— START OF Dataset records —

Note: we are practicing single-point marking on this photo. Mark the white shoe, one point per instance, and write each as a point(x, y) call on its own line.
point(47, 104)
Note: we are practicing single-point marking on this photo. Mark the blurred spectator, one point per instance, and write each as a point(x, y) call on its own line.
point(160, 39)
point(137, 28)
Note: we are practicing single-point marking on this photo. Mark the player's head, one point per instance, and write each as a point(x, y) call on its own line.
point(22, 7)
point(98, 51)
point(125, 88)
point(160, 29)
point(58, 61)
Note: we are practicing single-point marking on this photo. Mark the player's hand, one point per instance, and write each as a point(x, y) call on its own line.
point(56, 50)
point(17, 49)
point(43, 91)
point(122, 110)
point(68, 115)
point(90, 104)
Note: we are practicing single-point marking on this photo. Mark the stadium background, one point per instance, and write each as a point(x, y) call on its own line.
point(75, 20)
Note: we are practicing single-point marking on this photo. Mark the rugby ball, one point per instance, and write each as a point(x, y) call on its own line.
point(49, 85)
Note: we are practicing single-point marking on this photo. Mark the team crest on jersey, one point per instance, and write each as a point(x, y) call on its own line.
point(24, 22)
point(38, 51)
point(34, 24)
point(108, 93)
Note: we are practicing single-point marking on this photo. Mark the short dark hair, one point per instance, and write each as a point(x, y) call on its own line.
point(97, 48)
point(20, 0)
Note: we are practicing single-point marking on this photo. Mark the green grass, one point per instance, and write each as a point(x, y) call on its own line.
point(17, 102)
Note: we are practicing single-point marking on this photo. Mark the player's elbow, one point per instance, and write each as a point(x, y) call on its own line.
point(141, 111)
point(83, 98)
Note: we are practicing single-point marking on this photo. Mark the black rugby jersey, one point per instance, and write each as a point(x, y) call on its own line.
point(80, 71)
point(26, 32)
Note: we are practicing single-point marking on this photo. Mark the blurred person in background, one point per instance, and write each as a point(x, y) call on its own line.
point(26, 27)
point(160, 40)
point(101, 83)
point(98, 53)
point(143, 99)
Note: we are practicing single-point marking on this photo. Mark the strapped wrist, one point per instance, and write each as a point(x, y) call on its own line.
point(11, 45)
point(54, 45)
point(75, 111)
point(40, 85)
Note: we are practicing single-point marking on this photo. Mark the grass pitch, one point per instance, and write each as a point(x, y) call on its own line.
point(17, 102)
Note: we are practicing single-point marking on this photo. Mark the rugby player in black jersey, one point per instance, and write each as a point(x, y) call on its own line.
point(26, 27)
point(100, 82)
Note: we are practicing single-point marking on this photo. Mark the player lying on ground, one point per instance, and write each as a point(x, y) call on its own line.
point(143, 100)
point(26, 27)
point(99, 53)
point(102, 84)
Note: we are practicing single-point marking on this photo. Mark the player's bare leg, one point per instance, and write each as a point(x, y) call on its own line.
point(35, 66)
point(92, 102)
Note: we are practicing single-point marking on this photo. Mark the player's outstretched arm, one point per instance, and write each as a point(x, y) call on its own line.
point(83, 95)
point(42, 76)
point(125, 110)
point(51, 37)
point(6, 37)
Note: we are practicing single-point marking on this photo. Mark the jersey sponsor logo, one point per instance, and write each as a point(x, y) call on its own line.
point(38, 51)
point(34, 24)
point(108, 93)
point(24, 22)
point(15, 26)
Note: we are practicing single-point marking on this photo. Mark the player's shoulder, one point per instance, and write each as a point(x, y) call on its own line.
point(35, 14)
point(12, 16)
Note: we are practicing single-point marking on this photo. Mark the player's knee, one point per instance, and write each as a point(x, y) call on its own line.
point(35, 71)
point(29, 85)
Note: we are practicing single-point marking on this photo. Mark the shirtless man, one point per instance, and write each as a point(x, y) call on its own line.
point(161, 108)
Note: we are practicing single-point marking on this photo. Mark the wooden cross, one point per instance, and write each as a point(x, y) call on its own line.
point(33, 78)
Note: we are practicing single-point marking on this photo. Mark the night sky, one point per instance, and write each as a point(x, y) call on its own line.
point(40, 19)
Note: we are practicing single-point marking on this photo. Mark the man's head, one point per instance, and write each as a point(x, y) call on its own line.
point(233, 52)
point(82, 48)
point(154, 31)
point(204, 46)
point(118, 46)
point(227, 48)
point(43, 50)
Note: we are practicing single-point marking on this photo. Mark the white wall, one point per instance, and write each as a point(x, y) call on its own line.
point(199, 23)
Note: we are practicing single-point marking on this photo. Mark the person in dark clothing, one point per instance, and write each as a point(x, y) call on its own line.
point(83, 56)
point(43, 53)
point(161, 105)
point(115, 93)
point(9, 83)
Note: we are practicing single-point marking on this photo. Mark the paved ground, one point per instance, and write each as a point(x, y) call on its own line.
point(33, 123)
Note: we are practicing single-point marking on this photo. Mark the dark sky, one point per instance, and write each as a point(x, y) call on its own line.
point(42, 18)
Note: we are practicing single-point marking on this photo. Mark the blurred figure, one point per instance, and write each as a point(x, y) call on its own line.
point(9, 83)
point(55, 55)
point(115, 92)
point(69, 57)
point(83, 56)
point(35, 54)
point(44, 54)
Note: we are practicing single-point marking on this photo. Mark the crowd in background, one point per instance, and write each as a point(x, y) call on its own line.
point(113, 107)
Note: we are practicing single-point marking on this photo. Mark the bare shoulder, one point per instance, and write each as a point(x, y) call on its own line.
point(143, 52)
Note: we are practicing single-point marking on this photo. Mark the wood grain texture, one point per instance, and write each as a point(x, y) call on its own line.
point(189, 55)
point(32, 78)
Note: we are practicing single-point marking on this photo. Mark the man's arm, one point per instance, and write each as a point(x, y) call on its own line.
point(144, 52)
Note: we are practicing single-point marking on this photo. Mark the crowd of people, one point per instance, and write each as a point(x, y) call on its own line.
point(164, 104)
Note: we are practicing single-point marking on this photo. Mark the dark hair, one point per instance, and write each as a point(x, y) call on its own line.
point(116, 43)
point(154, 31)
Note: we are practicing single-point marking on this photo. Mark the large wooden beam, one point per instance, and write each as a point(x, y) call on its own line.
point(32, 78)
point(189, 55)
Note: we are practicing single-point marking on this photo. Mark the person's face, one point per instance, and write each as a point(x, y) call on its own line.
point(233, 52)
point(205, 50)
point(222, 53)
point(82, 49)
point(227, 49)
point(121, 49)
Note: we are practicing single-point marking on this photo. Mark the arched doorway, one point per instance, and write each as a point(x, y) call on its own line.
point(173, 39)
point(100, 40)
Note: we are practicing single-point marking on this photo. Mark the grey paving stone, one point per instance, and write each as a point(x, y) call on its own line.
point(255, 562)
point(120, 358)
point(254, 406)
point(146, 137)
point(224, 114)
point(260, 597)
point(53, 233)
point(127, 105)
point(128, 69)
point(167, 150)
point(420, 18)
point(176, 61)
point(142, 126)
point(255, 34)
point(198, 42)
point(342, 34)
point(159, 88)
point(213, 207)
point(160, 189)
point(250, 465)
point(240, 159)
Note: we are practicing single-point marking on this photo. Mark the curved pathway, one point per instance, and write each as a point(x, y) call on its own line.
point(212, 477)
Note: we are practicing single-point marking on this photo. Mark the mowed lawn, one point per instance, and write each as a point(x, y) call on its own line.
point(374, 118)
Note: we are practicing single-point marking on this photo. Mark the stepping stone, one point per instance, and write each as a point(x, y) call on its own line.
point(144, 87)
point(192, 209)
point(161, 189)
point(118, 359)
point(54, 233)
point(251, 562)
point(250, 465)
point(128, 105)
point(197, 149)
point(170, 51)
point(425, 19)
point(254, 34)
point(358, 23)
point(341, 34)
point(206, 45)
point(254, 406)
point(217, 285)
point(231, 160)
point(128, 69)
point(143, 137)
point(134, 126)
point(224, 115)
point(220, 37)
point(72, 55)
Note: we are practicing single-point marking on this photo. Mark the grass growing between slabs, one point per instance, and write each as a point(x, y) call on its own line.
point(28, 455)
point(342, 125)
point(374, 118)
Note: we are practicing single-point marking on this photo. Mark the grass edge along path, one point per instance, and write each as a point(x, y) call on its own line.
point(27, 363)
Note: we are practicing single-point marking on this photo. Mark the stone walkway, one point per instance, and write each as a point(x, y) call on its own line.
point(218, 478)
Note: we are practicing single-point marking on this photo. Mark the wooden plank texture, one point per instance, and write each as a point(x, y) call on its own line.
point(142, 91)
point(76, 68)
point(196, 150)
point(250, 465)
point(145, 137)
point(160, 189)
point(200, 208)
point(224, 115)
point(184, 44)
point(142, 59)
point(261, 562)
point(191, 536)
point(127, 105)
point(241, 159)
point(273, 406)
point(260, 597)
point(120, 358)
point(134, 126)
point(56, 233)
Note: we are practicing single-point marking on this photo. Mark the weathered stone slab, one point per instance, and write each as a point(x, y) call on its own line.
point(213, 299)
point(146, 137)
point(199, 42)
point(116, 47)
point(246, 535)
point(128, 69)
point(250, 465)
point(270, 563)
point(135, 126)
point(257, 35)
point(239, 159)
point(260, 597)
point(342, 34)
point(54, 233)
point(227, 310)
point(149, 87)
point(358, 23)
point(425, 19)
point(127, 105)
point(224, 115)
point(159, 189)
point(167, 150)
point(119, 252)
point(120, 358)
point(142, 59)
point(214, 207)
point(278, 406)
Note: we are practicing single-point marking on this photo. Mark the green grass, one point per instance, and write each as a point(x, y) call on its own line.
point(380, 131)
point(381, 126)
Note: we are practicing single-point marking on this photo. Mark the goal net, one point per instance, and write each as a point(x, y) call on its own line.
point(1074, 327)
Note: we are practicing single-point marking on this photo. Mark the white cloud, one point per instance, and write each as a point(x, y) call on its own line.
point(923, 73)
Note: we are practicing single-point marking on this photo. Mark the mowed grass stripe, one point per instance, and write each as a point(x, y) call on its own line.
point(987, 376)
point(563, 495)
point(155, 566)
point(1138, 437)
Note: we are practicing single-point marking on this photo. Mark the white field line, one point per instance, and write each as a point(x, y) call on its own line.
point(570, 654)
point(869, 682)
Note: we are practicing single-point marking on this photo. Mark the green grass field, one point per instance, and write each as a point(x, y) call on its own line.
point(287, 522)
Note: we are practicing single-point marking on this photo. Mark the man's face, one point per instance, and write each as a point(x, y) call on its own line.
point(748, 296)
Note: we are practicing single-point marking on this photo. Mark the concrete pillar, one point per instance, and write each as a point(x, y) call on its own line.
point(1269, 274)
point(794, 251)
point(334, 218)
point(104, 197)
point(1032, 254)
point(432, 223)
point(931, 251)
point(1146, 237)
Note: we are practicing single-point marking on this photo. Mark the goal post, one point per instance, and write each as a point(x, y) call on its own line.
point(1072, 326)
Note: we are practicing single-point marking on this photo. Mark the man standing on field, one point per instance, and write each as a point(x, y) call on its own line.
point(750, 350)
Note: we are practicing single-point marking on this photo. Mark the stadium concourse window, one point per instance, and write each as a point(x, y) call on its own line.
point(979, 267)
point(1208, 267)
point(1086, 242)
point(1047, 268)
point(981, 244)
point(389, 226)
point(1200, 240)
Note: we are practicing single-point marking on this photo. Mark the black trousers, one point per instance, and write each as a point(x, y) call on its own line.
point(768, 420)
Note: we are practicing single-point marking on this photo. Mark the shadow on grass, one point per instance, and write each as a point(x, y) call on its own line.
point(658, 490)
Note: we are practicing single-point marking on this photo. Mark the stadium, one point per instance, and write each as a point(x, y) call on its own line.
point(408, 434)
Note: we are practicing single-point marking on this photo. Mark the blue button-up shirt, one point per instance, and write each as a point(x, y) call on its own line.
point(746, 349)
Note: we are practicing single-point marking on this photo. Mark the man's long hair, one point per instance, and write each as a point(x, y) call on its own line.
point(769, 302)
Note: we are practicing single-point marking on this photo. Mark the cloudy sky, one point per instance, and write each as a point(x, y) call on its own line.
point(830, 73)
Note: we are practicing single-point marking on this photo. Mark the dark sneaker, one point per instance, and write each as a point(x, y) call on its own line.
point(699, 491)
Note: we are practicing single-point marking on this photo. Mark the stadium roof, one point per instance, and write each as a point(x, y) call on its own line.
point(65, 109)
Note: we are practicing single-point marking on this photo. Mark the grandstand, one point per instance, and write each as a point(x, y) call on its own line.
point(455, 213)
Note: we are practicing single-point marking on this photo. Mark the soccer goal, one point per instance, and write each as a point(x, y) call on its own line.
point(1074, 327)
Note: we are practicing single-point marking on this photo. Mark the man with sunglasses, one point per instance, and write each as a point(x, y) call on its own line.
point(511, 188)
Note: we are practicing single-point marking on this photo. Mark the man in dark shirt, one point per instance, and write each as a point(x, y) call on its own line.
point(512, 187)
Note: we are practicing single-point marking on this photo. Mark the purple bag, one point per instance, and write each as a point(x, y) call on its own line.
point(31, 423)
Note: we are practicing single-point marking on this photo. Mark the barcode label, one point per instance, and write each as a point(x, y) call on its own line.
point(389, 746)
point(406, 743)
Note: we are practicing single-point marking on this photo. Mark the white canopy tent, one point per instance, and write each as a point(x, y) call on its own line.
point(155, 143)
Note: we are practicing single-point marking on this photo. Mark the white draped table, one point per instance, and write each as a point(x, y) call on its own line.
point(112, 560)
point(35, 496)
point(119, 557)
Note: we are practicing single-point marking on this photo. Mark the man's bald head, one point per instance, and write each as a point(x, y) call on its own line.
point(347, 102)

— END OF Dataset records —

● **The problem**
Please repeat the listing verbatim from the line containing "the wooden plank" through the line containing "point(278, 406)", including both of those lines.

● **Task response**
Note: we are practicing single-point marking on this photo. Mark the wooden plank texture, one point per instance, and write each as a point(x, y) call on its own line.
point(142, 91)
point(76, 68)
point(196, 150)
point(250, 465)
point(145, 137)
point(160, 189)
point(200, 208)
point(224, 115)
point(184, 44)
point(142, 59)
point(261, 562)
point(191, 536)
point(127, 105)
point(241, 159)
point(273, 406)
point(260, 597)
point(120, 358)
point(134, 126)
point(56, 233)
Note: we are practicing single-point marking on this photo. Mark the weathered stone slab, one point per instance, and write each as a point(x, y) call on its own line.
point(213, 299)
point(146, 137)
point(199, 42)
point(116, 47)
point(246, 535)
point(128, 69)
point(250, 465)
point(270, 563)
point(135, 126)
point(257, 35)
point(239, 159)
point(260, 597)
point(342, 34)
point(54, 233)
point(227, 310)
point(149, 87)
point(358, 23)
point(425, 19)
point(127, 105)
point(224, 115)
point(159, 189)
point(167, 150)
point(119, 252)
point(120, 358)
point(142, 59)
point(214, 207)
point(278, 406)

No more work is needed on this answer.